▶ **RECORD LIST**:
— Begin —

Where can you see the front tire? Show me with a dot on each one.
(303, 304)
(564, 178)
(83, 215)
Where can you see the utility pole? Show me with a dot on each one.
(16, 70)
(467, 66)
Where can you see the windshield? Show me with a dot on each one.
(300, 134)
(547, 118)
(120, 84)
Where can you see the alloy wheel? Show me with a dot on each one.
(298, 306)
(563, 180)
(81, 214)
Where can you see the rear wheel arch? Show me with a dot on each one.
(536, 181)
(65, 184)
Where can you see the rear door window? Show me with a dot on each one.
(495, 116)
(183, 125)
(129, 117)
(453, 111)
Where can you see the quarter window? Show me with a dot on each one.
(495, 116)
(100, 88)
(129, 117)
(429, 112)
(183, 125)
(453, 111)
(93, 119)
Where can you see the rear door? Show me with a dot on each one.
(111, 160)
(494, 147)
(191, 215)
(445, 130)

— End —

▶ **YOUR GOAL**:
Repeat exactly the lines from the one containing "Where can you see the utility" through the last line of the records above, both included, and nothing else.

▶ **SOLUTION TO THIS PROBLEM**:
Where can you see the utility pole? Show me with a dot on each one.
(16, 70)
(467, 66)
Where can you see the windshield? Show me with a dot on each one.
(300, 134)
(547, 118)
(120, 84)
Where can you see the alloy wheel? Show me with a dot on each one.
(298, 306)
(563, 180)
(81, 214)
Where can you see the rear wheel arch? Show me with a dot on each one.
(536, 181)
(65, 184)
Where can you see the rear door window? Show me with a dot on each one.
(495, 116)
(183, 125)
(129, 117)
(453, 111)
Where can you see the quarter window? Show me with a dot on each one.
(495, 116)
(100, 88)
(129, 117)
(429, 112)
(183, 125)
(453, 111)
(93, 119)
Where can you see the rear door? Show me with a dot on each one.
(111, 160)
(494, 147)
(191, 215)
(445, 130)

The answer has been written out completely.